### What is needed
Word for word, restate all of the data shown below.

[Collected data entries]

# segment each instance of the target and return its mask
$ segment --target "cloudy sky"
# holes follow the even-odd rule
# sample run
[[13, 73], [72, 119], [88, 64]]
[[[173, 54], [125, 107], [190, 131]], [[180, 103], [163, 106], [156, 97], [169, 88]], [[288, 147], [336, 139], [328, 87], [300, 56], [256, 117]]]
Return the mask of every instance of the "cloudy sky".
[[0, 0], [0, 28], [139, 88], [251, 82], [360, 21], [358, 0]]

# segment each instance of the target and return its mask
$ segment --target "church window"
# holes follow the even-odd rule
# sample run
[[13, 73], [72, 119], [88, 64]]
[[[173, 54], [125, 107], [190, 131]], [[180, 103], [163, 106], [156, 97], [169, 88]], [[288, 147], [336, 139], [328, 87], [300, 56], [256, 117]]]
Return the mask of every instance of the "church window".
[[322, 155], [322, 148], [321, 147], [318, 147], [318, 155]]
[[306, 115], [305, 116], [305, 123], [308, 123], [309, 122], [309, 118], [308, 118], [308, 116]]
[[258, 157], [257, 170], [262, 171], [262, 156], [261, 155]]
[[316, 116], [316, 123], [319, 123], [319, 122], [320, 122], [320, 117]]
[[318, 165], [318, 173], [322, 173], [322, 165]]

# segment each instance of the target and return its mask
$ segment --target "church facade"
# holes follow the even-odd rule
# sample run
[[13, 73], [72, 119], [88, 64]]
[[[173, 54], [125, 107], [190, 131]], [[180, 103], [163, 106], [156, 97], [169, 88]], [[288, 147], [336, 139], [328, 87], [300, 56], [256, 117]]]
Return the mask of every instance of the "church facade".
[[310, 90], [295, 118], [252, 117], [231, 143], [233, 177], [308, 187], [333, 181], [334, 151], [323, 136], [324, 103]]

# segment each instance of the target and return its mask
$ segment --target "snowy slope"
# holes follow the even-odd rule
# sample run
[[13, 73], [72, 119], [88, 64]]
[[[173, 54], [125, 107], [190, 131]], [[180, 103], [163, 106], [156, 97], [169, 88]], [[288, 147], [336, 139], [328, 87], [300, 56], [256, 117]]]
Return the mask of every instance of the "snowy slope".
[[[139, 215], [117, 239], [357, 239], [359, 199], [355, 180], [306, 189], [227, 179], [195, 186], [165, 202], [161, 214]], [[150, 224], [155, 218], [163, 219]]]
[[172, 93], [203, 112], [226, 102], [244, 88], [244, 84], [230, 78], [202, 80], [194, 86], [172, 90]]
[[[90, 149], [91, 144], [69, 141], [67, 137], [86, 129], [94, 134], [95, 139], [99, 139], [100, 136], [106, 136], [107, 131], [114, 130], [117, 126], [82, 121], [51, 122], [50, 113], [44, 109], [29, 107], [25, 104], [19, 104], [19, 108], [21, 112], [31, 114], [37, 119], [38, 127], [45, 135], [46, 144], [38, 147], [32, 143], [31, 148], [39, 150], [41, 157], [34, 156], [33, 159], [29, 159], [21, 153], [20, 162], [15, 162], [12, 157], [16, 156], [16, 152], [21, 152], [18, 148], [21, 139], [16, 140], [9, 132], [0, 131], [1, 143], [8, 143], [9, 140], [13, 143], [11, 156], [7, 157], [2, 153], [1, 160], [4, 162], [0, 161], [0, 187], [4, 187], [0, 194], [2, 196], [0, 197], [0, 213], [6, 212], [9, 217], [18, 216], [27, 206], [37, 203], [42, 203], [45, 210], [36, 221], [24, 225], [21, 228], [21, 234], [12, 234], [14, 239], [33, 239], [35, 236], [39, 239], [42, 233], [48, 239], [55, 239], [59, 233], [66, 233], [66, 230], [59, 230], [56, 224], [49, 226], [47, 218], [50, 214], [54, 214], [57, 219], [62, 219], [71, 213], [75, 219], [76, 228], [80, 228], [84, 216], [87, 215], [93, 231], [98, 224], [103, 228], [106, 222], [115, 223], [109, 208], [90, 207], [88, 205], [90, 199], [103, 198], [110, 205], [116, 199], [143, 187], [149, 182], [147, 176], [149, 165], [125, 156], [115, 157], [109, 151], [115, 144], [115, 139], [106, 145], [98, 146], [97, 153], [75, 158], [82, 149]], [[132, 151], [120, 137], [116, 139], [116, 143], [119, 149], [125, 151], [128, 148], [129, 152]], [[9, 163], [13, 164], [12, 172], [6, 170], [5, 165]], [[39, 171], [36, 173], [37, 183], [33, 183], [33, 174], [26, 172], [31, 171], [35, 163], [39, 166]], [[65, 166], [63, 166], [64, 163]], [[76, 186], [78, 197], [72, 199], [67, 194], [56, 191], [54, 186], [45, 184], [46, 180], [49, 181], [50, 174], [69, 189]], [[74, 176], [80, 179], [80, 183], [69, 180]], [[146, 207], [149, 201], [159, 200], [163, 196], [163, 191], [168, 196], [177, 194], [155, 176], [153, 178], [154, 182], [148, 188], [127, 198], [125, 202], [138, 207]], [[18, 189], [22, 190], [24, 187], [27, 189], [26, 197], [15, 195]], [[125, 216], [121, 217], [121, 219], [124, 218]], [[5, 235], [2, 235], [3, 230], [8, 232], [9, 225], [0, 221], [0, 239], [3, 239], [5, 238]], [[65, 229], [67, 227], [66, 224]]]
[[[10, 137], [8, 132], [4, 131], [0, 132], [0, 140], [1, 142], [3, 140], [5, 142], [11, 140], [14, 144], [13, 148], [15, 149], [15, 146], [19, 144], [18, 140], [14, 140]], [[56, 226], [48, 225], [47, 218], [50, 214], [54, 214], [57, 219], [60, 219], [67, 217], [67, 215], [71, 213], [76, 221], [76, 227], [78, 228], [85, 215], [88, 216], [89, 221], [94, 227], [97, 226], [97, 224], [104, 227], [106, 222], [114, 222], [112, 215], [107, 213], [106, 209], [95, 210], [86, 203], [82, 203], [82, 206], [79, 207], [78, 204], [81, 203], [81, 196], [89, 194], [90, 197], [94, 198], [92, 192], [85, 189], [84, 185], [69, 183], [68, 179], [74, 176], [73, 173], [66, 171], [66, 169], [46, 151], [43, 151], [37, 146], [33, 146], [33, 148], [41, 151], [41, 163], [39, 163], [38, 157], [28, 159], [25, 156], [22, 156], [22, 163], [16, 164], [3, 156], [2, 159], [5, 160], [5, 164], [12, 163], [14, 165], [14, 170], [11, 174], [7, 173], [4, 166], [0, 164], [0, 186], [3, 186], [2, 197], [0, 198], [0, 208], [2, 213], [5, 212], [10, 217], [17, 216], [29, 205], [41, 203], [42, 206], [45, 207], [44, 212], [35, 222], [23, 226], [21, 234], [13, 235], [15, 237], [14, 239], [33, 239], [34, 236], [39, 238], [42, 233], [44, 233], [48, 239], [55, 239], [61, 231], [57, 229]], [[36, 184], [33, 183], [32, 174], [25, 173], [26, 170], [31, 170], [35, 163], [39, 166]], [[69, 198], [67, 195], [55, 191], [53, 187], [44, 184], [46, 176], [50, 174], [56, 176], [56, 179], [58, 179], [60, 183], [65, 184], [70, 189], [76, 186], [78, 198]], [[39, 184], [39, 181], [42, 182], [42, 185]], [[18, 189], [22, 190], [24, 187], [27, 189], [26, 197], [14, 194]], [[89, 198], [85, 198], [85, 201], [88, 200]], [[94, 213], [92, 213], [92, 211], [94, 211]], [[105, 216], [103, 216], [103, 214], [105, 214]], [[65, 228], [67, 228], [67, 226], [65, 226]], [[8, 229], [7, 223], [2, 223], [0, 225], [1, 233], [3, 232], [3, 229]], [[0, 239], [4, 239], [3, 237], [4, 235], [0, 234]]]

### Response for this exercise
# segment each instance of the target and return its mask
$ segment --target "cloudy sky"
# holes follow the even-odd rule
# sample run
[[13, 73], [72, 119], [88, 64]]
[[[173, 54], [125, 107], [190, 131]], [[180, 103], [163, 106], [156, 97], [169, 88]], [[288, 147], [336, 139], [328, 87], [300, 56], [256, 117]]]
Return the mask of every instance of the "cloudy sky".
[[0, 0], [0, 28], [139, 88], [251, 82], [360, 21], [358, 0]]

# segment each instance of the target and return its mask
$ segment --target "church window"
# holes follow the even-odd rule
# sample run
[[13, 73], [72, 119], [88, 64]]
[[[173, 54], [125, 107], [190, 131]], [[180, 103], [163, 106], [156, 97], [169, 88]], [[288, 147], [336, 139], [328, 87], [300, 56], [256, 117]]]
Return the mask of every instance of the "church window".
[[322, 155], [322, 148], [321, 147], [318, 147], [318, 155]]
[[306, 115], [305, 116], [305, 123], [308, 123], [309, 122], [309, 118], [308, 118], [308, 116]]
[[258, 157], [257, 170], [262, 171], [262, 156], [261, 155]]
[[316, 116], [316, 123], [319, 123], [319, 122], [320, 122], [320, 117]]
[[318, 165], [318, 173], [322, 173], [322, 165]]

# segment each instance of the target and return its mask
$ segment --target "church facade"
# holes follow the even-odd rule
# sample run
[[13, 73], [72, 119], [88, 64]]
[[[173, 54], [125, 107], [190, 131]], [[180, 103], [163, 106], [156, 97], [169, 88]], [[288, 147], [336, 139], [328, 87], [300, 56], [256, 117]]]
Return the mask of every instance of the "church facade".
[[310, 90], [295, 118], [252, 117], [231, 143], [233, 177], [308, 187], [333, 181], [334, 151], [323, 136], [324, 103]]

# segment each instance of the target and return its mask
$ segment --target "snowy slope"
# holes follow the even-odd rule
# sample run
[[13, 73], [72, 119], [88, 64]]
[[[173, 54], [125, 107], [190, 131]], [[180, 103], [163, 106], [156, 97], [169, 88]], [[288, 147], [336, 139], [328, 87], [300, 56], [256, 117]]]
Return the mask of every instance of the "snowy slope".
[[[139, 215], [117, 239], [357, 239], [359, 199], [355, 180], [306, 189], [227, 179], [195, 186], [165, 202], [161, 214]], [[150, 224], [155, 218], [163, 219]]]
[[172, 93], [203, 112], [226, 102], [244, 88], [244, 84], [230, 78], [202, 80], [194, 86], [172, 90]]
[[[90, 149], [91, 144], [69, 141], [67, 137], [86, 129], [94, 134], [95, 139], [99, 139], [100, 136], [106, 136], [107, 131], [114, 130], [117, 126], [82, 121], [51, 122], [50, 113], [44, 109], [29, 107], [25, 104], [19, 104], [19, 108], [21, 112], [31, 114], [37, 119], [38, 127], [45, 135], [46, 144], [38, 147], [32, 143], [31, 148], [39, 150], [41, 157], [34, 156], [33, 159], [29, 159], [21, 153], [20, 162], [15, 162], [12, 157], [16, 156], [16, 152], [21, 152], [18, 148], [21, 139], [16, 140], [9, 132], [0, 131], [1, 143], [8, 143], [9, 140], [13, 143], [11, 156], [7, 157], [2, 153], [1, 160], [4, 162], [0, 161], [0, 187], [4, 187], [0, 194], [2, 196], [0, 197], [0, 213], [6, 212], [9, 217], [18, 216], [27, 206], [37, 203], [42, 203], [45, 210], [36, 221], [24, 225], [21, 228], [21, 234], [12, 234], [14, 239], [33, 239], [35, 236], [39, 239], [42, 233], [48, 239], [55, 239], [59, 233], [66, 233], [66, 230], [59, 230], [56, 224], [49, 226], [47, 218], [50, 214], [54, 214], [57, 219], [62, 219], [71, 213], [75, 219], [76, 228], [80, 228], [84, 216], [87, 215], [93, 231], [98, 224], [103, 228], [106, 222], [115, 223], [109, 208], [90, 207], [88, 205], [90, 199], [103, 198], [110, 205], [116, 199], [143, 187], [149, 182], [147, 176], [149, 165], [125, 156], [115, 157], [109, 151], [115, 144], [115, 139], [106, 145], [98, 146], [97, 153], [75, 158], [82, 149]], [[132, 151], [120, 137], [116, 139], [116, 143], [119, 149], [125, 151], [128, 148], [129, 152]], [[9, 163], [13, 164], [12, 172], [6, 170], [5, 165]], [[39, 171], [36, 173], [37, 183], [33, 183], [33, 174], [26, 172], [31, 171], [35, 163], [39, 166]], [[65, 166], [63, 166], [64, 163]], [[76, 186], [78, 197], [72, 199], [67, 194], [56, 191], [54, 186], [45, 184], [46, 180], [49, 181], [50, 174], [69, 189]], [[74, 176], [80, 179], [80, 183], [69, 180]], [[146, 207], [149, 201], [159, 200], [163, 196], [163, 191], [168, 196], [177, 194], [155, 176], [153, 178], [154, 182], [148, 188], [127, 198], [125, 202], [138, 207]], [[18, 189], [22, 190], [24, 187], [27, 189], [26, 197], [15, 195]], [[125, 216], [121, 217], [121, 219], [124, 218]], [[5, 235], [2, 235], [3, 230], [8, 232], [9, 225], [0, 221], [0, 239], [3, 239], [5, 238]], [[65, 229], [67, 227], [66, 224]]]
[[[10, 137], [8, 132], [4, 131], [0, 132], [0, 140], [1, 142], [3, 140], [5, 142], [11, 140], [14, 144], [13, 148], [15, 149], [15, 146], [19, 144], [18, 140], [14, 140]], [[56, 226], [48, 225], [47, 218], [50, 214], [54, 214], [57, 219], [60, 219], [67, 217], [67, 215], [71, 213], [76, 221], [76, 227], [78, 228], [85, 215], [88, 216], [89, 221], [94, 227], [97, 226], [97, 224], [104, 227], [106, 222], [114, 222], [112, 215], [107, 213], [106, 209], [95, 210], [86, 203], [82, 203], [82, 206], [79, 207], [78, 204], [81, 203], [81, 196], [89, 194], [90, 197], [94, 198], [92, 192], [85, 189], [84, 185], [69, 183], [68, 179], [74, 176], [73, 173], [66, 171], [66, 169], [46, 151], [43, 151], [37, 146], [33, 146], [33, 148], [41, 151], [41, 163], [39, 163], [38, 157], [28, 159], [25, 156], [22, 156], [22, 163], [16, 164], [3, 156], [2, 159], [5, 160], [5, 164], [12, 163], [14, 165], [14, 170], [11, 174], [7, 173], [4, 166], [0, 164], [0, 186], [3, 186], [2, 197], [0, 198], [0, 208], [2, 213], [5, 212], [10, 217], [17, 216], [29, 205], [41, 203], [42, 206], [45, 207], [44, 212], [35, 222], [23, 226], [21, 234], [13, 235], [15, 237], [14, 239], [33, 239], [34, 236], [39, 238], [42, 233], [44, 233], [48, 239], [55, 239], [61, 231], [57, 229]], [[36, 184], [33, 183], [32, 174], [25, 173], [26, 170], [31, 170], [35, 163], [39, 166]], [[69, 198], [67, 195], [55, 191], [53, 187], [44, 184], [46, 176], [50, 174], [56, 176], [56, 179], [58, 179], [60, 183], [65, 184], [70, 189], [76, 186], [78, 198]], [[39, 184], [39, 181], [42, 182], [42, 185]], [[18, 189], [22, 190], [24, 187], [27, 189], [26, 197], [14, 194]], [[89, 198], [85, 198], [85, 201], [88, 200]], [[94, 213], [92, 213], [92, 211], [94, 211]], [[105, 216], [103, 216], [103, 214], [105, 214]], [[65, 228], [67, 228], [67, 226], [65, 226]], [[8, 229], [7, 223], [2, 223], [0, 225], [1, 233], [3, 232], [3, 229]], [[0, 239], [4, 239], [3, 237], [4, 235], [0, 234]]]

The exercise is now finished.